_SELECTED PASSAGE_
Observability Module API Reference

The agentweave.observability module provides comprehensive monitoring, tracing, logging, and auditing capabilities for secure agents.

Key Features:

Prometheus metrics collection
OpenTelemetry distributed tracing
Structured JSON logging
Security audit trails
Trace context propagation
Multiple audit backends

Metrics

MetricsCollector

Import: from agentweave.observability import MetricsCollector

Collects and exposes Prometheus metrics for secure agents.

Constructor

MetricsCollector(
    agent_name: str,
    registry: CollectorRegistry | None = None,
    enabled: bool = True
)

Parameters:

agent_name (str): Name of the agent (added as label to all metrics)
registry (CollectorRegistry, optional): Prometheus registry (defaults to global REGISTRY)
enabled (bool): Whether metrics collection is enabled (default: True)

Available Metrics

Counters

agentweave_requests_total

Description: Total number of requests received
Labels: agent_name, capability, status

agentweave_auth_decisions_total

Description: Total number of authorization decisions
Labels: agent_name, peer_id, capability, decision

agentweave_errors_total

Description: Total number of errors
Labels: agent_name, error_type, capability

Histograms

agentweave_request_duration_seconds

Description: Request processing duration in seconds
Labels: agent_name, capability, status
Buckets: 0.005, 0.01, 0.025, 0.05, 0.1, 0.25, 0.5, 1.0, 2.5, 5.0, 10.0

agentweave_auth_check_duration_seconds

Description: Authorization check duration in seconds
Labels: agent_name, peer_id, capability
Buckets: 0.001, 0.005, 0.01, 0.025, 0.05, 0.1, 0.25, 0.5, 1.0

Gauges

agentweave_active_connections

Description: Number of active connections
Labels: agent_name, peer_id

agentweave_circuit_breaker_state

Description: Circuit breaker state (0=closed, 1=open, 2=half-open)

_PROBLEMS AND TASKS_
• a. Copy the passage of the observability module reference from "Description: Authorization check" up to and including "(0=closed, 1=open, 2=half-open)".
• b. Carry on writing the observability module reference from its last line.
Nothing in the records matters for this work.

_RECORDS SHOWN_
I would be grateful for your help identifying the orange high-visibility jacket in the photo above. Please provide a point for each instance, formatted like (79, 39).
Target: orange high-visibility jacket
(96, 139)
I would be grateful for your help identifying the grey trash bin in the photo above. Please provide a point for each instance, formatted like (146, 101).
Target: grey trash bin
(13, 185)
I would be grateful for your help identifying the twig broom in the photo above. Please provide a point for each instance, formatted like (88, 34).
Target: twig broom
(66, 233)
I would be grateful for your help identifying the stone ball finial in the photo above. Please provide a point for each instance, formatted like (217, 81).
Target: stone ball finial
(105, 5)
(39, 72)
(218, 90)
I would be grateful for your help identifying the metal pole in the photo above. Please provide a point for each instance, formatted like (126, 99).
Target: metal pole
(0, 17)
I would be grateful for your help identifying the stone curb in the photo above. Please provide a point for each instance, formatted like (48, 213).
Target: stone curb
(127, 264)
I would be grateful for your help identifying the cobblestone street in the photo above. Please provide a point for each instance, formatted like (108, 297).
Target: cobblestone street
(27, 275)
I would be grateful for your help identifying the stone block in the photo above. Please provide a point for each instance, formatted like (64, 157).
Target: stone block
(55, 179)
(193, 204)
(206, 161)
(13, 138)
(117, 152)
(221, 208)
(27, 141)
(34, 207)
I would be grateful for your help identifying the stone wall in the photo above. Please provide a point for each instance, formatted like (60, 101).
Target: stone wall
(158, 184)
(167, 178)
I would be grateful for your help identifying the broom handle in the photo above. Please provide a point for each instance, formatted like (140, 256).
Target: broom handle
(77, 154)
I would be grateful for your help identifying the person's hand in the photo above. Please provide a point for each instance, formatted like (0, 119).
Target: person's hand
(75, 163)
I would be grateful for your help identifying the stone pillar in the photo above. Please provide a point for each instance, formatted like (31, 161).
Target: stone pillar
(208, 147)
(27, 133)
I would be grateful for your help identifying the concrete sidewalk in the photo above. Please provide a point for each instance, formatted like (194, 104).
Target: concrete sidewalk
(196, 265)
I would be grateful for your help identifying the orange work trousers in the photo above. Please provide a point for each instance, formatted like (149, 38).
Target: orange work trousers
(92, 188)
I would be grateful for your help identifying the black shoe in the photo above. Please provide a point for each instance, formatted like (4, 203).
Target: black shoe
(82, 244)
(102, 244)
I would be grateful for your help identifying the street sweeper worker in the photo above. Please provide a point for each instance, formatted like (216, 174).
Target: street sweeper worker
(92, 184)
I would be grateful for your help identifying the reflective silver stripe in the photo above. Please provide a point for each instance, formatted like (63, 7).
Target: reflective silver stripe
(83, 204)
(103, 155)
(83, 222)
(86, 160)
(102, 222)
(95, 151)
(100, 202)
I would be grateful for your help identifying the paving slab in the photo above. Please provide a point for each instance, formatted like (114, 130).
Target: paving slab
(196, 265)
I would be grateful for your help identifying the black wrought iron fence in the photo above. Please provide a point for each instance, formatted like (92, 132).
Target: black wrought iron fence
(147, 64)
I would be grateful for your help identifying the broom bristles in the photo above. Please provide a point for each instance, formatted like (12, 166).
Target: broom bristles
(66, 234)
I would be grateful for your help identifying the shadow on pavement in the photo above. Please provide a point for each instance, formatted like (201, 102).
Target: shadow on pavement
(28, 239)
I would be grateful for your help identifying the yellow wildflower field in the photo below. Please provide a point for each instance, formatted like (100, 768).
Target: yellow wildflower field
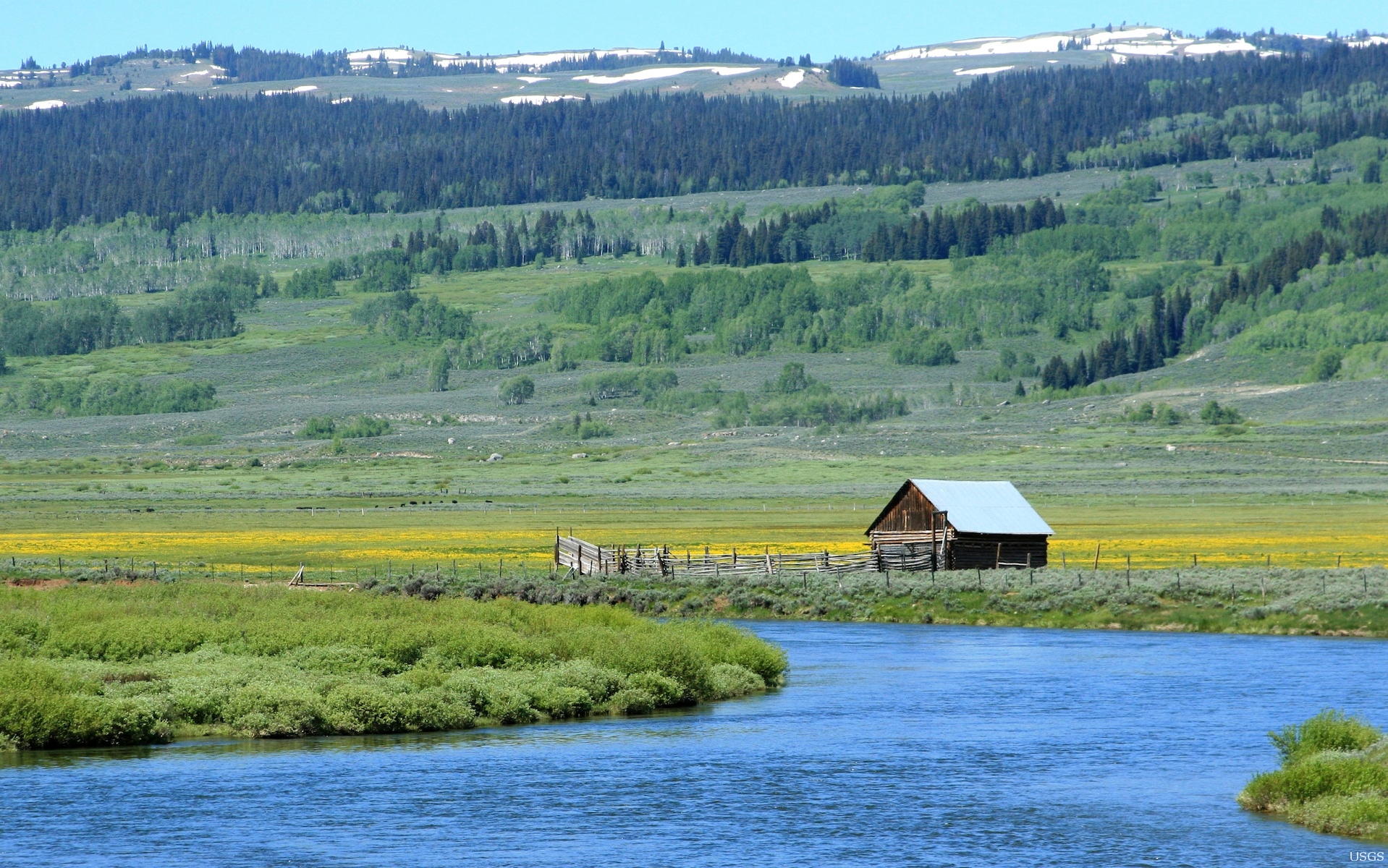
(1232, 534)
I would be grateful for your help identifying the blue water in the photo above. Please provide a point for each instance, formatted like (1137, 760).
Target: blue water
(892, 745)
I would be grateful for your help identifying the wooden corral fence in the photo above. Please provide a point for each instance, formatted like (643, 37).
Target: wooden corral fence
(300, 582)
(591, 559)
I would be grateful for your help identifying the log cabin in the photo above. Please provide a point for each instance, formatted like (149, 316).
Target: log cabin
(951, 524)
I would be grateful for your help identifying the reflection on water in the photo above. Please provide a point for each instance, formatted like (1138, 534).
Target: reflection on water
(892, 745)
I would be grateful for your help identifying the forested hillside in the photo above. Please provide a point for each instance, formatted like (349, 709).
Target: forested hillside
(189, 156)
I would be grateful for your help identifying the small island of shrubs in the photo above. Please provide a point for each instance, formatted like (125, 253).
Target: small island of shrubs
(1334, 777)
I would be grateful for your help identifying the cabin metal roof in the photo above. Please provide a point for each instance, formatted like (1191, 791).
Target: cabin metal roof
(979, 508)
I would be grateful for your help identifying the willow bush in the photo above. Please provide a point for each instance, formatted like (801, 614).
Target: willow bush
(121, 665)
(1334, 777)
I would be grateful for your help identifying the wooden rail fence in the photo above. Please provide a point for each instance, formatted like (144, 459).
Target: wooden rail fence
(591, 559)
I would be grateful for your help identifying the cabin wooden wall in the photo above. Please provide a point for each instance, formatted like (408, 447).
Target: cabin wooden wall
(910, 514)
(981, 550)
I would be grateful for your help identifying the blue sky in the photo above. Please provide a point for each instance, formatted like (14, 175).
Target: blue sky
(77, 30)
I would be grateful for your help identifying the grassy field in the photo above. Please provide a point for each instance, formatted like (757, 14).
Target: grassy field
(239, 488)
(363, 532)
(149, 662)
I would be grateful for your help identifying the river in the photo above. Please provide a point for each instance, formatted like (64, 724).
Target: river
(892, 745)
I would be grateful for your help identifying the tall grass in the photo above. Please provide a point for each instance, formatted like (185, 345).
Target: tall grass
(118, 665)
(1334, 777)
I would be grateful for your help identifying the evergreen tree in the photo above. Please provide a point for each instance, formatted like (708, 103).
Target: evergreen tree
(439, 372)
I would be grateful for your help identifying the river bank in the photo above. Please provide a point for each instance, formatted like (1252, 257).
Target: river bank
(134, 663)
(1350, 602)
(1241, 600)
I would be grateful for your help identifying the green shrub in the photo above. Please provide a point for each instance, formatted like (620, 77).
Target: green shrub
(318, 427)
(310, 284)
(111, 397)
(1334, 777)
(365, 426)
(588, 430)
(43, 707)
(323, 427)
(931, 352)
(733, 680)
(1327, 731)
(648, 383)
(1326, 365)
(1214, 414)
(517, 390)
(1311, 778)
(1358, 816)
(632, 701)
(275, 663)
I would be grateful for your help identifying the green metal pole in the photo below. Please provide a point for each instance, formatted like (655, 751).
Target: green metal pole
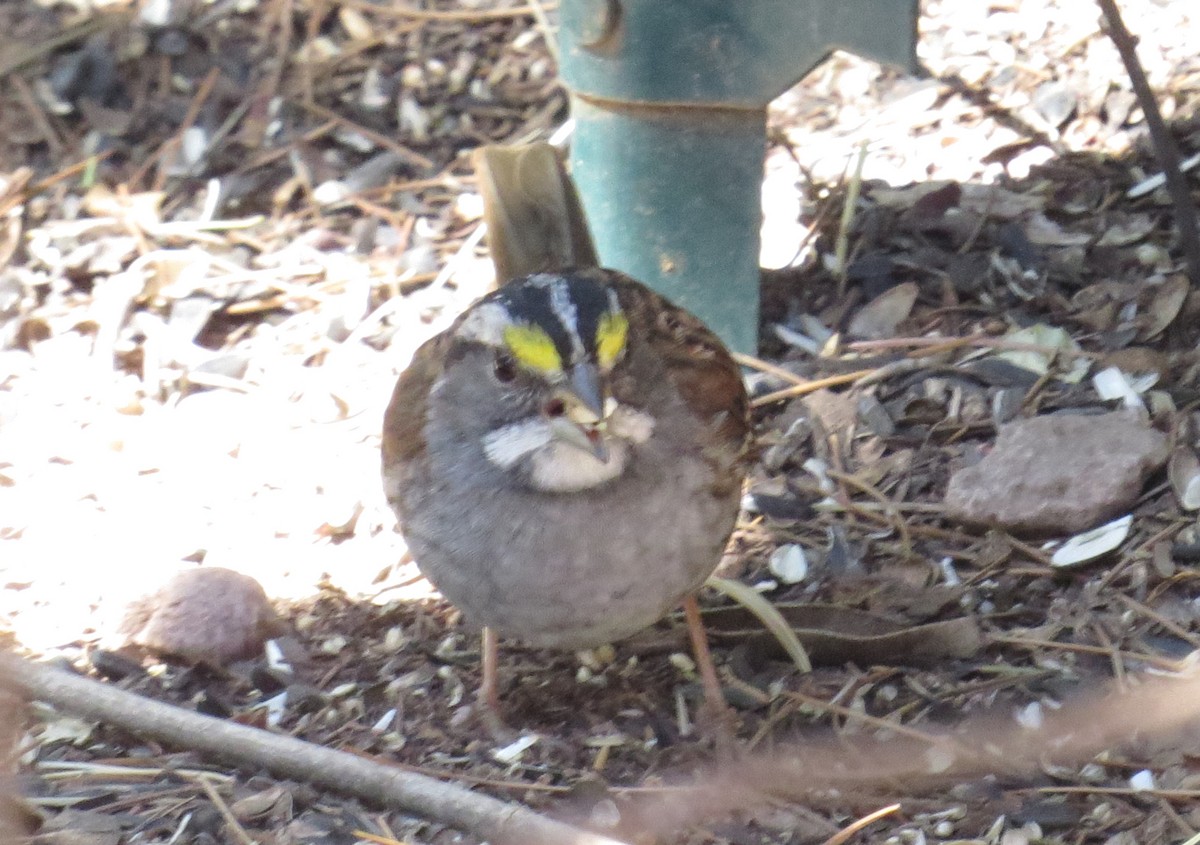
(673, 199)
(670, 100)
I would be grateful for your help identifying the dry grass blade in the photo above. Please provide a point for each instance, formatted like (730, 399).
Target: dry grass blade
(772, 619)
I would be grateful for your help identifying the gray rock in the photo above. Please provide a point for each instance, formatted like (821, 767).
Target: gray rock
(203, 615)
(1055, 475)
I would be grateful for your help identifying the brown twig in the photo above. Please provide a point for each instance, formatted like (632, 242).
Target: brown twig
(453, 805)
(1165, 150)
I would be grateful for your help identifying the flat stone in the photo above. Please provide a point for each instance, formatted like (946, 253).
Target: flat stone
(204, 615)
(1057, 474)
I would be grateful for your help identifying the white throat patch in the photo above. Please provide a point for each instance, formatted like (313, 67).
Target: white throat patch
(558, 467)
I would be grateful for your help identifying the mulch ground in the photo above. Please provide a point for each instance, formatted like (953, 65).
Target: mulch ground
(226, 226)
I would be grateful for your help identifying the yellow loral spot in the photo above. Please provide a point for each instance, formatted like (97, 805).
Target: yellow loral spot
(533, 348)
(611, 337)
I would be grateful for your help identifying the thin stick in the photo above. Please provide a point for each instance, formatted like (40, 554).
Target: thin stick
(1165, 150)
(844, 834)
(480, 815)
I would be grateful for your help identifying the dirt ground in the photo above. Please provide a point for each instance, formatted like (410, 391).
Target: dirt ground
(226, 226)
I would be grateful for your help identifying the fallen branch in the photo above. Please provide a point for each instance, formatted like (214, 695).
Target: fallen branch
(447, 803)
(1165, 150)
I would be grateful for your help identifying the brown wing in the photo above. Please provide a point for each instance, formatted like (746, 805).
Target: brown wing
(703, 372)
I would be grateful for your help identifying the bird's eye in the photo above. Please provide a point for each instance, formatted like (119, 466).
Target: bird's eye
(504, 367)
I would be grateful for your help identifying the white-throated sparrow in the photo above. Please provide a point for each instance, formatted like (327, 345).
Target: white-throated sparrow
(567, 459)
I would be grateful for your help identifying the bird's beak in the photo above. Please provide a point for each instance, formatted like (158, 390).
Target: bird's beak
(585, 421)
(587, 391)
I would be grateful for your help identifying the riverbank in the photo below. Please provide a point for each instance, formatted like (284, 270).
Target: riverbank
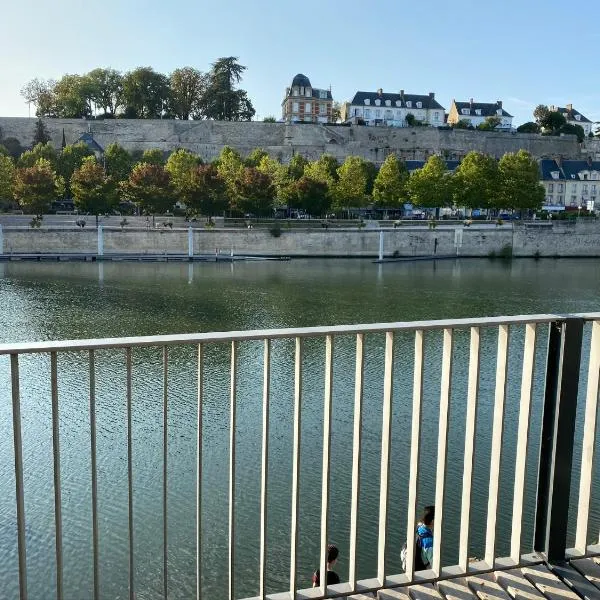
(541, 239)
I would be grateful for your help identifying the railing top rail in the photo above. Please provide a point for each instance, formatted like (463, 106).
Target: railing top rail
(261, 334)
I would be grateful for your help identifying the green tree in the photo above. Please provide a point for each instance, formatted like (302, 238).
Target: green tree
(253, 159)
(390, 183)
(153, 156)
(180, 166)
(350, 190)
(36, 187)
(255, 193)
(145, 92)
(489, 124)
(117, 161)
(73, 97)
(70, 159)
(149, 187)
(40, 133)
(221, 100)
(520, 186)
(430, 186)
(476, 181)
(106, 90)
(529, 127)
(187, 87)
(93, 191)
(208, 191)
(7, 177)
(45, 151)
(229, 166)
(312, 196)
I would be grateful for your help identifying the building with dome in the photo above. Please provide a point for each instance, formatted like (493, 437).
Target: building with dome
(304, 103)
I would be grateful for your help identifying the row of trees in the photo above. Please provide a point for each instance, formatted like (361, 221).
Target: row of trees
(258, 184)
(143, 93)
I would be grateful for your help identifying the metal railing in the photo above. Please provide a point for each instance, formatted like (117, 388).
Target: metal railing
(567, 343)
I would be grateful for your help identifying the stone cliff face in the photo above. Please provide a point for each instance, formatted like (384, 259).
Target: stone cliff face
(282, 141)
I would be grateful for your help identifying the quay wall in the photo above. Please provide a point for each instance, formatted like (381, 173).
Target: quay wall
(556, 240)
(282, 141)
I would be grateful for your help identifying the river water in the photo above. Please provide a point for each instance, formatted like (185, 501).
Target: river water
(90, 300)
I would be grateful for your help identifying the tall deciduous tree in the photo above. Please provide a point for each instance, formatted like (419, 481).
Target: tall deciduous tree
(187, 86)
(36, 187)
(180, 166)
(430, 186)
(208, 191)
(476, 181)
(221, 100)
(93, 191)
(520, 187)
(149, 186)
(350, 190)
(255, 192)
(106, 90)
(390, 183)
(146, 93)
(118, 162)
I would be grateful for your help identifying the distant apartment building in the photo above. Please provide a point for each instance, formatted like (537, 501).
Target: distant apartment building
(393, 110)
(477, 112)
(573, 117)
(304, 103)
(571, 183)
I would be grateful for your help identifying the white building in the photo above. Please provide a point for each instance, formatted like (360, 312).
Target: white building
(379, 108)
(574, 117)
(571, 183)
(477, 112)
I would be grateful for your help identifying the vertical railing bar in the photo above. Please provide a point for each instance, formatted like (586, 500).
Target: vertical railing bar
(296, 465)
(326, 453)
(470, 432)
(356, 457)
(232, 426)
(57, 488)
(415, 438)
(165, 475)
(440, 486)
(264, 467)
(130, 474)
(522, 438)
(18, 444)
(94, 469)
(589, 438)
(386, 428)
(199, 477)
(496, 446)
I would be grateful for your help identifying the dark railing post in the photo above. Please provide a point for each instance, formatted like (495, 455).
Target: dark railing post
(558, 432)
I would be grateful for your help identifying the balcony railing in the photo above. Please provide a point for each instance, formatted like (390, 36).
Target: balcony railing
(498, 358)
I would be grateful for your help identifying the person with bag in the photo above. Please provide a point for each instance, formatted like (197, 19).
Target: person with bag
(423, 542)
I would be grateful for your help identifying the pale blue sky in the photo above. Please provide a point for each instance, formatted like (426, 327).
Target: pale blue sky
(524, 52)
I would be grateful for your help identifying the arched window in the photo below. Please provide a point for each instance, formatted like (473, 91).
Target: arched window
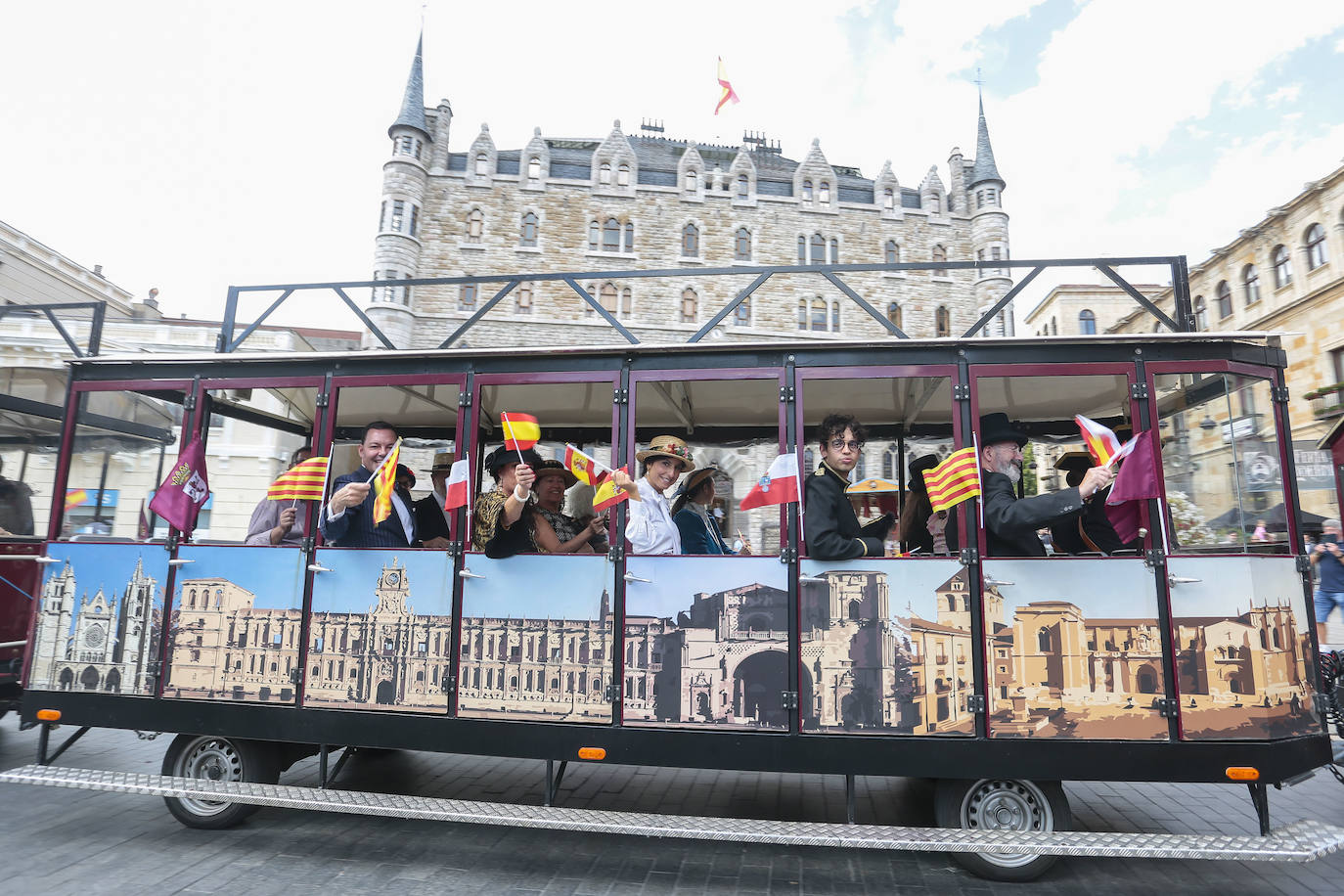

_THE RESULTS_
• a.
Description: Authorization check duration in seconds
Labels: agent_name, peer_id, capability
Buckets: 0.001, 0.005, 0.01, 0.025, 0.05, 0.1, 0.25, 0.5, 1.0

Gauges

agentweave_active_connections

Description: Number of active connections
Labels: agent_name, peer_id

agentweave_circuit_breaker_state

Description: Circuit breaker state (0=closed, 1=open, 2=half-open)

• b.
Labels: agent_name, peer_id

Methods

record_request

def record_request(capability: str, status: str) -> None

Record a completed request.

Parameters:

capability (str): Capability that was invoked
status (str): Status of the request (success, error, denied)

record_auth_decision

def record_auth_decision(
    peer_id: str,
    capability: str,
    decision: str
) -> None

Record an authorization decision.

Parameters:

peer_id (str): SPIFFE ID of the peer
capability (str): Capability being checked
decision (str): Decision result (allow, deny)

record_error

def record_error(
    error_type: str,
    capability: str = "unknown"
) -> None

Record an error.

Parameters:

error_type (str): Type of error (auth_error, transport_error, etc.)
capability (str): Capability where error occurred

time_request

@contextmanager
def time_request(capability: str, status: str)

Context manager to time request duration.

Parameters:

capability (str): Capability being invoked
status (str): Expected status

Example:

with metrics.time_request("search", "success"):
    await process_search()

time_auth_check

@contextmanager
def time_auth_check(peer_id: str, capability: str)

Context manager to time authorization check duration.

Parameters:

peer_id (str): SPIFFE ID of the peer
capability (str): Capability being checked

Example:

with metrics.time_auth_check(peer_id, "search"):
    decision = await check_authorization()

set_active_connections

def set_active_connections(peer_id: str, count: int) -> None

Set the number of active connections to a peer.

Parameters:

peer_id (str): SPIFFE ID of the peer
count (int): Number of active connections

increment_active_connections

def increment_active_connections(peer_id: str) -> None

Increment active connections counter.

Parameters:

peer_id (str): SPIFFE ID of the peer

decrement_active_connections

def decrement_active_connections(peer_id: str) -> None

Decrement active connections counter.

Parameters:

peer_id (str): SPIFFE ID of the peer

set_circuit_breaker_state

def set_circuit_breaker_state(peer_id: str, state: str) -> None

Set circuit breaker state for a peer.

Parameters:

peer_id (str): SPIFFE ID of the peer
state (str): State of circuit breaker (closed, open, half_open)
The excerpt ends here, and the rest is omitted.